*ТЕКСТ ДЛЯ ЧТЕНИЯ*
Что касается способа, по которому поступают или образуются впечатления, для поэта одинаково большое значение имеют как физиологические, так и психологические моменты. Прежде всего чувства, нервные пути и мозговые центры у некоторых индивидов устроены более совершенно, и благодаря этому эти лица получают более отчетливые и более прочные представления. Мы видели, как Гёте считает тонкую чувствительность и способность к редким восприятиям необходимой предпосылкой для художественного таланта. Сам он был настолько впечатлительным, что сильно волновался из-за самых слабых диссонансов и удерживал в своей памяти резко и определённо все очертания предмета. Так и Ламартин сообщает нам: «Я был рожден впечатлительным и чувствительным. Эти два качества являются первыми элементами всякой поэзии. Внешние вещи, едва замеченные, оставляли во мне живой и глубокий отпечаток; и, исчезая с моих глаз, они отражались и сохранялись в так называемом воображении, то есть в памяти»[248].
Братья Гонкур замечают о Теофиле Готье, что он обладал «удивительной памятью, в которой воспоминание сравнимо с чистыми очертаниями фотографического клише»[249]. Конечно, сравнение в данном случае не следует брать точно, так как известно, насколько далеко стоит воображаемая картина от соответствующего живого восприятия, однако всё же эта индивидуальная способность к более ярким воспоминаниям реальных образов у поэта является важным фактором. Так и Гофмансталь пишет вообще о поэте: «Он здесь, и он безмолвно меняет свой взгляд, он не что иное, как глаз и ухо, и он берёт свои краски у вещей, которые созерцает… Он никогда не может полностью забыть то, что однажды слышал: слово, имя, указание, анекдот, картину, тень, легшую на его душу»[250]. Это имеет значение не только для поэта, но и для живописца. «Гаварни, — свидетельствуют братья Гонкур, — обладал удивительной памятью на физиономии, однажды увиденные. Они складывались в его голове, все эти лица, как клише в фотоателье. Гаварни видел людей, которых рисовал, они являлись ему снова. Часто он говорил Мореру: «Помните ли Вы о том-то и том-то?»… А прошло двадцать лет со дня встречи»[251]. О Леонардо да Винчи его биограф Вазари рассказывает, что он прослеживал на улицах лица, привлекавшие его внимание некоторыми своими чертами, физиономией, бородой, прической и т.д. Эти черты запечатлевались так живо в его памяти, что когда он возвращался домой, то мог делать наброски, как с натуры.
Эти свидетельства говорят об одном: тем долговечнее воспоминания о виденном, слышанном, схваченном так или иначе из окружающего мира, чем большую реакцию вызвали они в момент своего первого образования. В этом отношении каждый индивид делает отбор. Впечатления, которые могут иметь в будущем какое-то значение, вызывают большее нервное напряжение и ведут к более значительной мускульной иннервации. Благодаря этой физической опоре проникшее в душу приобретает устойчивость, какой не имеют усвоенные в процессе более слабой нервной деятельности представления; эта стойкость очень полезна в борьбе за его существование, то есть за удержание в памяти. Значит, с одной стороны, художник отличается естественным расположением к более интенсивным восприятиям в силу благоприятной нервной организации, а с другой, притоком двигательных явлений он укрепляет как раз те восприятия, которые могут иметь большее значение для выражения его чувств и мыслей. Так, он выделяется среди других людей особенной памятью — хранилищем большого запаса образов.

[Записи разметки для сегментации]
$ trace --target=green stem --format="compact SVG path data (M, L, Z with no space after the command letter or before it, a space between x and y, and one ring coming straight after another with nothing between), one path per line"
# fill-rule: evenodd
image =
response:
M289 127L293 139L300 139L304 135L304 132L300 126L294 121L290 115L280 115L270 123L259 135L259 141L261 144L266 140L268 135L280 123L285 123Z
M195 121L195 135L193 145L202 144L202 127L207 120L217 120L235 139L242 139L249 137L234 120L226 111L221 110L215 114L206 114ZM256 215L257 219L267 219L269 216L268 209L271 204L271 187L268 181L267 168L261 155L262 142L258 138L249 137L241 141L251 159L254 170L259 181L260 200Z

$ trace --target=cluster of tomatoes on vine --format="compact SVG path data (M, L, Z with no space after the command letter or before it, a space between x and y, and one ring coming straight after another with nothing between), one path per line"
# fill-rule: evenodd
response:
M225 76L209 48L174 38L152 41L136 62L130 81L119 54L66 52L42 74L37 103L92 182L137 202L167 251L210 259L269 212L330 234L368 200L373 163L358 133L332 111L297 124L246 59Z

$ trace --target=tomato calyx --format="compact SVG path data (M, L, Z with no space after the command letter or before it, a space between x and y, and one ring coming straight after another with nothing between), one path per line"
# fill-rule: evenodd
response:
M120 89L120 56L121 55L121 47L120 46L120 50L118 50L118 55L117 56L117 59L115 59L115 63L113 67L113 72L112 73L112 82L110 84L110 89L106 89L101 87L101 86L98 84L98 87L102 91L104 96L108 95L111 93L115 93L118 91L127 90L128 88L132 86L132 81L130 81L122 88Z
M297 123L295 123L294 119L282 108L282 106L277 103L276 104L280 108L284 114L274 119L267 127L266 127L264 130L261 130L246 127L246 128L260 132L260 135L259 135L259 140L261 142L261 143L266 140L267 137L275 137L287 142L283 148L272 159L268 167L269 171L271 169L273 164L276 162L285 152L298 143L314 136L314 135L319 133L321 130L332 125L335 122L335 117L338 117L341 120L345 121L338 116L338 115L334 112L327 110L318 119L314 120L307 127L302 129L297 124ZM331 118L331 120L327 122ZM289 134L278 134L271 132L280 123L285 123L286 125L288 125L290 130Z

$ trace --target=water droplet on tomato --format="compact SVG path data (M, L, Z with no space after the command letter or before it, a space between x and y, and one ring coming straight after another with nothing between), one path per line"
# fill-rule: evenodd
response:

*ЗАДАНИЯ К УПРАЖНЕНИЮ*
1) Выпишите из записей все строки, где встречается строка «space». Регистр учитывается.
2) Подхватите текст о памяти поэтов и художников и продолжите его сразу после последнего предложения.

*ОТВЕТЫ ПО ЗАДАНИЯМ*
1)
$ trace --target=green stem --format="compact SVG path data (M, L, Z with no space after the command letter or before it, a space between x and y, and one ring coming straight after another with nothing between), one path per line"
$ trace --target=cluster of tomatoes on vine --format="compact SVG path data (M, L, Z with no space after the command letter or before it, a space between x and y, and one ring coming straight after another with nothing between), one path per line"
$ trace --target=tomato calyx --format="compact SVG path data (M, L, Z with no space after the command letter or before it, a space between x and y, and one ring coming straight after another with nothing between), one path per line"
$ trace --target=water droplet on tomato --format="compact SVG path data (M, L, Z with no space after the command letter or before it, a space between x and y, and one ring coming straight after another with nothing between), one path per line"

2)
Наряду с этим приспособлением в области физического идёт более важное, чисто психологическое действие ассоциаций. Отдельный факт, воспринятый когда-то, не стоит обособленно. Одновременно с другими восприятиями из той же или иной области чувств он стал достоянием сознания, привёл в движение все психические функции так, что представление связывается с определённым настроением, чувством или волевым актом; наконец, выразительное движение было воспринято как отголосок соответствующего внутреннего состояния, о котором наблюдатель заключает по аналогии с собою или на основе раннего опыта. Романист Андре Моруа рассуждает правильно, ссылаясь на рассказ Альфонса Додэ «Сон наяву», в котором описано состояние нашего духа во всей его реальной пестроте, и подчёркивает насыщенность впечатлениями каждого мгновения нашей жизни: «Истина состоит в том, что мы находимся в состоянии сна наяву. Когда мы воспринимаем предметы, находящиеся перед нами, другие образы, воспоминания, призраки мелькают среди этих действительных предметов… В действительности целая толпа образов является одновременно; однако только те образы выступают на первый план, которые входят в наши интеллектуальные или социальные рамки»[252]. Чем сложнее эта ткань процессов и явлений при отдельном восприятии, тем прочнее укрепляется в памяти это восприятие: все указывает на него и все вызывает его. Наоборот, впечатления и наблюдения, оставшиеся без опоры в подобных связях сродных или далеких элементов, не проявляют никакой жизнеспособности и быстро попадают в сферу подсознательного, где они всё же не пропадают совсем, но становятся неспособными к легкому воспроизведению.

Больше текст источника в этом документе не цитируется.